▸ Task description: Please copy out each entry, word for word.

▸ Data section:
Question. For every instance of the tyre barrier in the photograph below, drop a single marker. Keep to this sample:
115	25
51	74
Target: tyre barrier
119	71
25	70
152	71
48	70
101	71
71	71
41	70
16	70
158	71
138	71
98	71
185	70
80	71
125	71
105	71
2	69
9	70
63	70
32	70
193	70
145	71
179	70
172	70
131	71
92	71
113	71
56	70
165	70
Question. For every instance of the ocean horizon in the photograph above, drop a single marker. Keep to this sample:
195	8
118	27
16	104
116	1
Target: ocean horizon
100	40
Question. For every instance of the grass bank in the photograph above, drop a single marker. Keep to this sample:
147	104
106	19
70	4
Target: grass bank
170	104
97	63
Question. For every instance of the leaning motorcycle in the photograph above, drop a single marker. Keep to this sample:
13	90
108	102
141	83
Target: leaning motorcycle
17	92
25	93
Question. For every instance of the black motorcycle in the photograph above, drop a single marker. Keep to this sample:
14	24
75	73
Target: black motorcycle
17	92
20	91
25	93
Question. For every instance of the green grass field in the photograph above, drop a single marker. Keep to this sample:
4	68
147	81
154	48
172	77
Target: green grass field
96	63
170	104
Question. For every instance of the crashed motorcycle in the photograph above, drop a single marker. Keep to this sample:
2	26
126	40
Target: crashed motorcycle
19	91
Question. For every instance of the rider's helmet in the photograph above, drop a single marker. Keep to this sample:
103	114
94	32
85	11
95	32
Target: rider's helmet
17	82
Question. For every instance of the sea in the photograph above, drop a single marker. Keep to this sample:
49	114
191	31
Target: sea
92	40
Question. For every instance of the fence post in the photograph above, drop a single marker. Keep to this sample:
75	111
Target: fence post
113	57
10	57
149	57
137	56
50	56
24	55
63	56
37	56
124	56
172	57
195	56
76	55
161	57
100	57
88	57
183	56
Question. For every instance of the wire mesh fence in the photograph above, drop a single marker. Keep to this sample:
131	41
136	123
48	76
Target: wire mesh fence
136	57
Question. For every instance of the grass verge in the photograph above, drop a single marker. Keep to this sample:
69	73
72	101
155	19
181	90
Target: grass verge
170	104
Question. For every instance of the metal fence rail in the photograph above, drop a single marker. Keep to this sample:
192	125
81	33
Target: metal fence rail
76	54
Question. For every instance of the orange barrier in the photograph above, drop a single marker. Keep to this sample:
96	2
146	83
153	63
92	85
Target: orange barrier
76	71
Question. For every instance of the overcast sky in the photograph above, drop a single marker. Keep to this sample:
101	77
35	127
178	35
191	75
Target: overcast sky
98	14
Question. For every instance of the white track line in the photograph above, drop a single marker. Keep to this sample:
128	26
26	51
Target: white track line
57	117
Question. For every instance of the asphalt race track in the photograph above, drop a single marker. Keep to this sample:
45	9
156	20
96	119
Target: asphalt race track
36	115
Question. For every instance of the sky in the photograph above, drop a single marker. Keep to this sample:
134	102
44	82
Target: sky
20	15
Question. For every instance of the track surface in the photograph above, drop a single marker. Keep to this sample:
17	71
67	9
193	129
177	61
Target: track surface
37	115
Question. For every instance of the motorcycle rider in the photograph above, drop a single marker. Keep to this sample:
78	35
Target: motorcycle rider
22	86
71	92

▸ Answer section:
Question. For every instance of the tyre barrier in the photograph below, drop a single marker. Keep to this sample:
115	25
51	74
Target: tyre barrier
119	71
25	70
152	71
48	70
101	71
71	71
41	70
16	70
158	71
138	71
98	71
185	70
80	71
125	71
105	71
2	69
9	70
63	70
32	70
193	70
145	71
179	70
172	70
131	71
92	71
113	71
56	70
165	70
Question. For every instance of the ocean horizon in the photograph above, drop a single marker. Keep to this sample:
195	8
118	27
16	104
116	1
Target: ocean horizon
100	40
Question. For every instance of the grass bank in the photograph above, drop a single marker. Keep to this sample:
147	104
106	19
70	4
Target: grass bank
170	104
97	63
Question. For every instance of the leaning motorcycle in the photograph above, drop a single marker. Keep to this sample:
13	90
108	102
141	83
Target: leaning motorcycle
17	92
25	93
Question. For every instance of the black motorcycle in the photograph above, drop a single marker. Keep to this sample:
14	24
75	73
Target: black motorcycle
17	92
20	91
25	93
Question. For every instance of the green grass field in the photograph above, drop a single marker. Keep to this sample:
4	68
147	81
154	48
172	77
Target: green grass field
96	63
170	104
Question. For every instance of the crashed motorcycle in the photograph above, drop a single marker. Keep to this sample:
2	26
126	40
Target: crashed motorcycle
19	91
Question. For every instance of the rider's helmet in the photograph above, drop a single marker. Keep to this sample:
103	114
94	32
85	11
95	32
Target: rider's helmet
17	82
Question. For every instance of the sea in the photograph above, drop a single marker. Keep to this sample:
49	114
191	31
Target: sea
92	40
Question. For every instance of the fence post in the photograph above, drop a single marker. Keep to this sample:
75	111
Target: fence post
113	57
10	57
149	57
137	56
50	56
24	55
63	56
37	56
124	56
172	57
195	56
76	55
161	57
100	57
88	57
183	56
Question. For every instance of the wire mesh fence in the photograph above, drop a single marker. Keep to this sample:
131	41
136	123
48	76
Target: wire mesh fence
136	57
Question. For every instance of the grass verge in the photograph above, drop a single marker. Keep to this sample:
69	73
72	101
155	19
181	90
Target: grass verge
170	104
Question. For every instance of the metal fence rail in the photograph above, drop a single marker. Keep to this sample:
192	125
81	33
Target: metal fence rail
76	54
Question. For every instance of the orange barrier in the photograph above, drop a single marker. Keep to this sample:
96	2
146	83
153	63
92	85
Target: orange barrier
76	71
Question. For every instance of the overcast sky in the photograph above, drop a single marker. Keep to this sample:
101	77
35	127
178	35
191	75
Target: overcast sky
98	14
Question. For every instance of the white track line in the photograph above, drop a single marker. Keep to this sample:
128	26
26	51
Target: white track line
57	117
Question. For every instance of the asphalt race track in the photograph above, drop a single marker. Keep to this sample:
45	9
156	20
96	119
Target: asphalt race track
36	115
Question. For every instance of the sky in the photograph above, drop a single marker. Keep to this sample:
134	102
44	82
Target: sky
20	15
Question. For every instance of the track surface in the photograph above, drop a single marker. Keep to this sample:
17	71
67	9
193	129
177	61
Target: track surface
37	115
Question. For every instance of the motorcycle rider in the photograph above, drop a single marker. Keep to this sample:
78	35
Target: motorcycle rider
22	86
71	92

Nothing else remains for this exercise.